### Testo di partenza
Le formule Il mago conosce e utilizza adeguatamente le formule. La formula è l’arma più antica del mago. La “Genesi di Ptah” a Menfi è il primo testo nella storia dell’umanità ad affermare che Dio creò il mondo in virtù del suo verbo. Appena nominate, le cose iniziarono a esistere. Il potere dei suoni è creatore e il mago, identificandosi con Dio, diventa a sua volta creatore. La formula può presentare aspetti diversi: – l’ingiunzione o comando; se essa si rivela inefficace, per scatenare la forza magica si può ricorrere alla minaccia. – la preghiera; è un atto di fede e di umiltà, suscettibile di toccare il cuore del dio. – l’affermazione di un principio permette di convincersi della riuscita dell’operazione.

Altri principi della magia Il mago, oltre alla conoscenza intellettuale, deve mettere in pratica anche i principi che gli sono stati insegnati: Principio di partecipazione: nell’universo tutto è collegato e il destino di un uomo non è estraneo al pianeta che ha presieduto alla sua nascita. Principio di solidarietà: rafforza il precedente. Tutte le parti del corpo umano sono collegate tra loro; se una parte non funziona, ne risente tutto l’insieme. Questo accade in ogni ambito, non solo nel corpo umano. Quando l’equilibrio si spezza, va ripristinato. Logica: l’universo e l’organismo ubbidiscono a un numero relativamente limitato di regole che seguono una logica magica. In sostanza “il simile attira il simile”: per fermare un’emorragia si annoda una corda, per far piovere si versa dell’acqua… Omeopatia: Anche qui “il simile attira il simile”. Gli Egizi avevano calendari dei giorni fausti e nefasti che scandivano l’anno: se un evento felice è accaduto in un giorno preciso, da quel momento quel giorno diventa propizio per la ripetizione di un evento analogo. Astrologia: è una scienza a servizio del momento magico. Gli Egizi avevano una concezione ciclica del tempo; l’astrologia offriva i periodi benefici dell’anno e quelli in cui, invece, bisognava essere più vigili. Grande importanza veniva data ai momenti di passaggio.

Dati raccolti
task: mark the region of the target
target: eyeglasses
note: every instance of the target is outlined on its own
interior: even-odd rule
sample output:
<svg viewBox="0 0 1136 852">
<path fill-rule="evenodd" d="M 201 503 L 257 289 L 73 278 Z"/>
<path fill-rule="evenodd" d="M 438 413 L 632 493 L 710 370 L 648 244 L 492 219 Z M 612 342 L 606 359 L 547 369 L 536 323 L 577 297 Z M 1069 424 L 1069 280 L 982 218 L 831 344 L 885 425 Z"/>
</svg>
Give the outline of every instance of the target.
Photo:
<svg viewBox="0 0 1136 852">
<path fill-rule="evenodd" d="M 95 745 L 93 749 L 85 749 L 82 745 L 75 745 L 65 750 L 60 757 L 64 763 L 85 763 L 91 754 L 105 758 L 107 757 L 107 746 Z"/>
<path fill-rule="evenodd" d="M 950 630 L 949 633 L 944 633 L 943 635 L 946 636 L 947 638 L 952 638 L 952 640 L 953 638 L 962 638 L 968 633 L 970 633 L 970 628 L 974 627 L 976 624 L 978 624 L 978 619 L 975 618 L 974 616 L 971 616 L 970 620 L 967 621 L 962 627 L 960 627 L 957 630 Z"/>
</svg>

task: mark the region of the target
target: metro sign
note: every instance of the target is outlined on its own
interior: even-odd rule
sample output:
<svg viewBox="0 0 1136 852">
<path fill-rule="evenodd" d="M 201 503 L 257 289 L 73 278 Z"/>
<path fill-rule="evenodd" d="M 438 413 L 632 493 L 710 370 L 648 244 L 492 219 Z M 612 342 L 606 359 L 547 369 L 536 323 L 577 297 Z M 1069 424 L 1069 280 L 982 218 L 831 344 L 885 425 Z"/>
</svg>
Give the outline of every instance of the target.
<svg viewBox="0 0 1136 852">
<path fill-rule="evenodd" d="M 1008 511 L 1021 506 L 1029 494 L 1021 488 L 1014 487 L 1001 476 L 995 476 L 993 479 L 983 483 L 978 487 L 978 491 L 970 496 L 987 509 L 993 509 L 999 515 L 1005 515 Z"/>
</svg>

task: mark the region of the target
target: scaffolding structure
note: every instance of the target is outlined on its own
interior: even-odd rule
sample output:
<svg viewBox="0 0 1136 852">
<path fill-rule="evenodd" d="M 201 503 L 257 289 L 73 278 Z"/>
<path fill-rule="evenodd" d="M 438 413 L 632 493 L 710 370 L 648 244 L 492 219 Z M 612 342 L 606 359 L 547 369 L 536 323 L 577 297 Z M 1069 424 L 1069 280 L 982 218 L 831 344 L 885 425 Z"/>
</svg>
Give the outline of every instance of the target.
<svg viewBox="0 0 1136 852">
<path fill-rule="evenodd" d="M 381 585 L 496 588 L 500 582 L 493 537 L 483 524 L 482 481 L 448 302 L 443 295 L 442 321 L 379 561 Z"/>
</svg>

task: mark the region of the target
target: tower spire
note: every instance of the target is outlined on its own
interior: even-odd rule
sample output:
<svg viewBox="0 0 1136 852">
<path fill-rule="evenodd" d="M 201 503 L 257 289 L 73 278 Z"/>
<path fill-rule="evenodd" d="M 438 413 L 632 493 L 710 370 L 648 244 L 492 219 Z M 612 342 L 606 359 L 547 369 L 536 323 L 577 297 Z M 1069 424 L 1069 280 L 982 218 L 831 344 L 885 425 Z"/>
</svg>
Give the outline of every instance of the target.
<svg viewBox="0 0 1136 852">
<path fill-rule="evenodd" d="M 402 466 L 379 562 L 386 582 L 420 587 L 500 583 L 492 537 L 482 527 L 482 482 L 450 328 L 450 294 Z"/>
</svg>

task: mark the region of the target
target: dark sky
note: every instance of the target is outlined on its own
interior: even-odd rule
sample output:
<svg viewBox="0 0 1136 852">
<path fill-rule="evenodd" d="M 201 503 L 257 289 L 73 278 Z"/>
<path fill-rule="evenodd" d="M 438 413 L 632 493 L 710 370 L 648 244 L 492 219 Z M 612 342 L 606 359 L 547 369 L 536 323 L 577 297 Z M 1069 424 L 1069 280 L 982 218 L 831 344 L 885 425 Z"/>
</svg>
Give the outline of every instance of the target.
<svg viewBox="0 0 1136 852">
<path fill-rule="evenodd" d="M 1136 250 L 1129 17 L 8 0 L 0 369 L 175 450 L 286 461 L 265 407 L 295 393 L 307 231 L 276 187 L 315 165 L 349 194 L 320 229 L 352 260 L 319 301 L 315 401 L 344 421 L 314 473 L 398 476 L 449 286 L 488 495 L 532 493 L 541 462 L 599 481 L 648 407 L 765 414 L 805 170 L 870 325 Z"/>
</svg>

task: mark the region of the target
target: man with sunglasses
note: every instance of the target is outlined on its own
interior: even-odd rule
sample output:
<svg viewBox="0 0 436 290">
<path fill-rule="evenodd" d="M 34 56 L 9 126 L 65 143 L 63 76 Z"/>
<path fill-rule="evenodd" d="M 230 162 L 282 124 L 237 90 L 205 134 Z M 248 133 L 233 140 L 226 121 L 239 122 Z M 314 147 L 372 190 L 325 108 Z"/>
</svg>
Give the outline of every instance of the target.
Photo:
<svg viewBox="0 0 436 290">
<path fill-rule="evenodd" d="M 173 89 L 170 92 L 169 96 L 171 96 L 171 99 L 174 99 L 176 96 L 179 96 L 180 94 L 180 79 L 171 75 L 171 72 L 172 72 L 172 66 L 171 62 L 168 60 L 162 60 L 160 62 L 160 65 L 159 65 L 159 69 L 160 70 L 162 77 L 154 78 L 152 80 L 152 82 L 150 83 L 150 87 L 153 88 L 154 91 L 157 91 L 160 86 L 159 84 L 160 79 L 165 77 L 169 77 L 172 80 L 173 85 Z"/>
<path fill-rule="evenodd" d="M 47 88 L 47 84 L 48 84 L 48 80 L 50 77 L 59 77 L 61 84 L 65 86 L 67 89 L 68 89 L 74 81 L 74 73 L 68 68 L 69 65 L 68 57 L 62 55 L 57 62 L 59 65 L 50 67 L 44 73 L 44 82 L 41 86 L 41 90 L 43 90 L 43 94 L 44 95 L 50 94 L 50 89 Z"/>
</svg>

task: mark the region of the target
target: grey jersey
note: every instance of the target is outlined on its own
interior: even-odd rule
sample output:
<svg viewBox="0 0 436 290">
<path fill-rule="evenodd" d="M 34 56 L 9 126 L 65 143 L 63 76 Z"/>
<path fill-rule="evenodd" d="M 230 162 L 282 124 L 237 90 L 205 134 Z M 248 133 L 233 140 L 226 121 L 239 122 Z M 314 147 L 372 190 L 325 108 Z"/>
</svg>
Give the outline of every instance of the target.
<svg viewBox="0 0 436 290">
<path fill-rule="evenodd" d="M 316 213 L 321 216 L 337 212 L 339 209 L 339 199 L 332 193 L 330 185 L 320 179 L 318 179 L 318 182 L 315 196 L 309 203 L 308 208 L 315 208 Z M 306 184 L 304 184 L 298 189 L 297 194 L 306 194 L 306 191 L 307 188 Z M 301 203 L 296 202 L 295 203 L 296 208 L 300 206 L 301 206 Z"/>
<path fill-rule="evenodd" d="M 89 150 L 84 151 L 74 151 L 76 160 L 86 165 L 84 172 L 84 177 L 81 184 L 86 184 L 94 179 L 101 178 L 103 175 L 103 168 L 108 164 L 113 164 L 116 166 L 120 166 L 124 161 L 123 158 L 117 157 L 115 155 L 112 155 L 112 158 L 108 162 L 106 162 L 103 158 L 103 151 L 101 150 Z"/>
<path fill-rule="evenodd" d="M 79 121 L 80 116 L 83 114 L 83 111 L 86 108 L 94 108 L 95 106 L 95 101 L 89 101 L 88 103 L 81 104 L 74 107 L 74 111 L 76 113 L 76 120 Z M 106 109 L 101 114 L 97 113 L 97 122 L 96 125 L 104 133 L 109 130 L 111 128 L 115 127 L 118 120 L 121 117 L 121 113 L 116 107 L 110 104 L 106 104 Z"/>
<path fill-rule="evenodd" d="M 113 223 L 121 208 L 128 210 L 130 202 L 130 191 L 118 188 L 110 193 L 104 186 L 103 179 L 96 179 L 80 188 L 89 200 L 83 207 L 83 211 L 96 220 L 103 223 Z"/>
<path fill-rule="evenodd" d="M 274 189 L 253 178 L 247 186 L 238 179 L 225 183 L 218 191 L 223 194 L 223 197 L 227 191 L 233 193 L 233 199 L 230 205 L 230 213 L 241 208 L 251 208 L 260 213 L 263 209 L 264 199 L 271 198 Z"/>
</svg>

### Consegna
Rispondi a queste domande sul testo dedicato alla magia:
(a) Quale testo di Menfi è indicato come il primo ad affermare che Dio creò il mondo in virtù del suo verbo?
(b) A che cosa si può ricorrere quando l'ingiunzione si rivela inefficace?
(c) Quale concezione del tempo avevano gli Egizi?

### Risposta attesa
(a) La "Genesi di Ptah".
(b) Alla minaccia.
(c) Una concezione ciclica.